■ Point annotation records
━━━━━━━━

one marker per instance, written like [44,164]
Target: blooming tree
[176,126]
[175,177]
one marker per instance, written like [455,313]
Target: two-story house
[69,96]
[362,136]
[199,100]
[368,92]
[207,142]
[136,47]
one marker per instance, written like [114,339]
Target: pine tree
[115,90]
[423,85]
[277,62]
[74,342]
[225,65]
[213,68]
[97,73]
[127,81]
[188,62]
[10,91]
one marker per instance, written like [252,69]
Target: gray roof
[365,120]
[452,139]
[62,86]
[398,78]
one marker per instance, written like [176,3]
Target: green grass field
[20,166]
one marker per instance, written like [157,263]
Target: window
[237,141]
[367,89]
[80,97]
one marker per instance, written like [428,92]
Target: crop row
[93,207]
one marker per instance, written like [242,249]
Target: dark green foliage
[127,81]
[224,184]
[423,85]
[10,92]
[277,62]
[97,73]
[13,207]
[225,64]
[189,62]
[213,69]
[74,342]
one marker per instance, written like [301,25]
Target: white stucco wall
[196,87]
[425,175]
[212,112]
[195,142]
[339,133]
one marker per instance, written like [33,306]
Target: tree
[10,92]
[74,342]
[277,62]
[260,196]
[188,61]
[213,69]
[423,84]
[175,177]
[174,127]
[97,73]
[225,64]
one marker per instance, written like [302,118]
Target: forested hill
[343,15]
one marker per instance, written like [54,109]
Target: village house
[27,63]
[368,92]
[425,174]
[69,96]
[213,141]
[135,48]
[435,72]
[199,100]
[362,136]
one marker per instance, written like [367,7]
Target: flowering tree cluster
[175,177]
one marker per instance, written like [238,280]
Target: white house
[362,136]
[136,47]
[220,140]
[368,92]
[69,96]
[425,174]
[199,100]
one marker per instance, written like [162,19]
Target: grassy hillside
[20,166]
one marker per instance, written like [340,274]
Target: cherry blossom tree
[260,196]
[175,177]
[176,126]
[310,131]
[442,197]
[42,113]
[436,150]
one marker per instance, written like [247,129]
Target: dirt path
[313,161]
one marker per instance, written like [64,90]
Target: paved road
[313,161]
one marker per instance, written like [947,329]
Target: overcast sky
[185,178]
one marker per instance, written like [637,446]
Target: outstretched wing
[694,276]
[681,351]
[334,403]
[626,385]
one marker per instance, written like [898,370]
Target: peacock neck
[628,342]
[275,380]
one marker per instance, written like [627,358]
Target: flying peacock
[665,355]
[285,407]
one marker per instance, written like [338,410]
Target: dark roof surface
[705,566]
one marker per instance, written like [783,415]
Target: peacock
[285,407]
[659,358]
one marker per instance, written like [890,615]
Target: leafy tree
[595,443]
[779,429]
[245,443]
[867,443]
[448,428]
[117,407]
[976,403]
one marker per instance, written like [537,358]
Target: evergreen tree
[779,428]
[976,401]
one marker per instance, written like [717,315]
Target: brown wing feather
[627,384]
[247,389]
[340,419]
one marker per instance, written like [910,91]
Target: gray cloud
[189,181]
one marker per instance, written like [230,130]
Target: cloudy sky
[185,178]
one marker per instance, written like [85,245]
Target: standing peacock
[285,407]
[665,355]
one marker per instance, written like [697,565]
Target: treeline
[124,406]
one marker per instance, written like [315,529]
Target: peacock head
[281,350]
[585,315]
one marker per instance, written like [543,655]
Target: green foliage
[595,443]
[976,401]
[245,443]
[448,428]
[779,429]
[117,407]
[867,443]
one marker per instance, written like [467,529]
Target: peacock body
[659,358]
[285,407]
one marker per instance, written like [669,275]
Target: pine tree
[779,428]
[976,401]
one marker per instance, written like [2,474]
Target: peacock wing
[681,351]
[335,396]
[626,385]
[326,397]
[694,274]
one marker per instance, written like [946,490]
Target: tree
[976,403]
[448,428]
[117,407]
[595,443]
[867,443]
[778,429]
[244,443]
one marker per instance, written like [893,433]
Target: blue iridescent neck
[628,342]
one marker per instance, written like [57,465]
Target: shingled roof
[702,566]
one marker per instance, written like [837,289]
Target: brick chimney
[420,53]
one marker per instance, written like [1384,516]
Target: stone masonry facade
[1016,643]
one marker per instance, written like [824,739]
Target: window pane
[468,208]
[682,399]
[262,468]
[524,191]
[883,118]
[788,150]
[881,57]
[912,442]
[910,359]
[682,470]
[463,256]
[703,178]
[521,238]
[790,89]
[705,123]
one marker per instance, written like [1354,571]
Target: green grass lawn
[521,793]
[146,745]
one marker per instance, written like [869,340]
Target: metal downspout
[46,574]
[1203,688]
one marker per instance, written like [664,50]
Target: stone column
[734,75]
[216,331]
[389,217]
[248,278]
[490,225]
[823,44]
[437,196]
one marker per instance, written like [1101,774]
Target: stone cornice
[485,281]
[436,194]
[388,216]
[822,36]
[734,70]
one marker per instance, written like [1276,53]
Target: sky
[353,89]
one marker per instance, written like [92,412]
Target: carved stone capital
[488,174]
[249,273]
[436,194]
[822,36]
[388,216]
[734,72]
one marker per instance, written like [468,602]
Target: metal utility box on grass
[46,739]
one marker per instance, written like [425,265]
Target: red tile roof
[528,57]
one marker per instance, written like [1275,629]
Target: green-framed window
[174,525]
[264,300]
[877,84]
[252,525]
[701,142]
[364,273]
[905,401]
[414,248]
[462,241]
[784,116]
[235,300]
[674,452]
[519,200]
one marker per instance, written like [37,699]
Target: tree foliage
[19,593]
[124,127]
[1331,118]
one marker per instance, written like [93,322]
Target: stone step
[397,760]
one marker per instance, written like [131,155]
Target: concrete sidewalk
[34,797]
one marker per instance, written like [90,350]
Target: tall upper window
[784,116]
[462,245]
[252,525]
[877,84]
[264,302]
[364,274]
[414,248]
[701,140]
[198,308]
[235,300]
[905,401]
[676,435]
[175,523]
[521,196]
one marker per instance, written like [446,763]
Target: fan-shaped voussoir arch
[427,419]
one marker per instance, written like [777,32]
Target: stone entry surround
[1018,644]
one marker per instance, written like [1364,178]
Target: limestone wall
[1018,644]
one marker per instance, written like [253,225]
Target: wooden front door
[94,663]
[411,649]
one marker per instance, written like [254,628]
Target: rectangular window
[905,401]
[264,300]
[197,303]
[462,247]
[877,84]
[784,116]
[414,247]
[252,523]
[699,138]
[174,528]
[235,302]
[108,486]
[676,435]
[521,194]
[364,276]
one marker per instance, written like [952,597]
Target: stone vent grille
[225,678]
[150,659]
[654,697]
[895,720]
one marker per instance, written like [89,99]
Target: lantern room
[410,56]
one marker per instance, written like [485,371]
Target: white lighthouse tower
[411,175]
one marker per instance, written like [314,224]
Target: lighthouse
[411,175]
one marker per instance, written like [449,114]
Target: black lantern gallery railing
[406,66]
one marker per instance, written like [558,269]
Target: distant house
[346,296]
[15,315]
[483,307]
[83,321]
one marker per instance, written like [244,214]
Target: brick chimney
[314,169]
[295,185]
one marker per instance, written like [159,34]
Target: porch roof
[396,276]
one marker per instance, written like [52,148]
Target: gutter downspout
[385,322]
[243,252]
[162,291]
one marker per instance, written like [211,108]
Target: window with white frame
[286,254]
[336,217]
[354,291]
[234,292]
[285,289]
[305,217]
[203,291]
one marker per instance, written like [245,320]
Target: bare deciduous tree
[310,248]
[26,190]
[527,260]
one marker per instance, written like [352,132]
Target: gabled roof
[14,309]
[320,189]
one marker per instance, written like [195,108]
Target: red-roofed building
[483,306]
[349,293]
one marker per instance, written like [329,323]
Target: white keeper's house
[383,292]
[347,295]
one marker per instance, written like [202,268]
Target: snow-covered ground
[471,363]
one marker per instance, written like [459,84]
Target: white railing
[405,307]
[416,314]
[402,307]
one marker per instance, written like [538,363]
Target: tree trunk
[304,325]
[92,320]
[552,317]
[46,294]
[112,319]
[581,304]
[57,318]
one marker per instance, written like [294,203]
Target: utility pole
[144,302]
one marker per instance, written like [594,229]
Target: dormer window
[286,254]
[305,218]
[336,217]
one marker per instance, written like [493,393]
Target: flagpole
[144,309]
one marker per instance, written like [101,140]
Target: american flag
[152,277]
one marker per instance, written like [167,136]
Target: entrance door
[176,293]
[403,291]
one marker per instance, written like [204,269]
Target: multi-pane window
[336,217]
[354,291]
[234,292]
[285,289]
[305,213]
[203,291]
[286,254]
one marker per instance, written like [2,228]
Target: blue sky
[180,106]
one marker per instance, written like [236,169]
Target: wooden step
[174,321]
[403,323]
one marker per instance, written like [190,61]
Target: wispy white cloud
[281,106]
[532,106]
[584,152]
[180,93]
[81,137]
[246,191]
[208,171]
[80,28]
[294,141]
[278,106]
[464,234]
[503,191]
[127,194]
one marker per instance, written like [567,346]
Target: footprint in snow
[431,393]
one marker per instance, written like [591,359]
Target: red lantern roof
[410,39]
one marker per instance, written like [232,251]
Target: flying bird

━━━━━━━━

■ DIRECTION
Set out exactly the run of lines that begins at the line holding "one marker per instance, written like [2,228]" and ends at the last line of the data.

■ EXERCISE SOLUTION
one marker per instance, written like [2,228]
Target: blue sky
[180,106]
one marker per instance, written like [236,169]
Target: wooden step
[174,321]
[403,323]
one marker per instance, written like [190,61]
Target: wispy white cloud
[281,106]
[532,106]
[584,152]
[180,93]
[81,137]
[246,191]
[208,171]
[80,28]
[294,141]
[278,106]
[464,234]
[503,191]
[127,194]
one marker per instance, written like [567,346]
Target: footprint in snow
[431,393]
one marker per instance, written like [591,359]
Target: red lantern roof
[410,39]
one marker per instance, written like [232,251]
Target: flying bird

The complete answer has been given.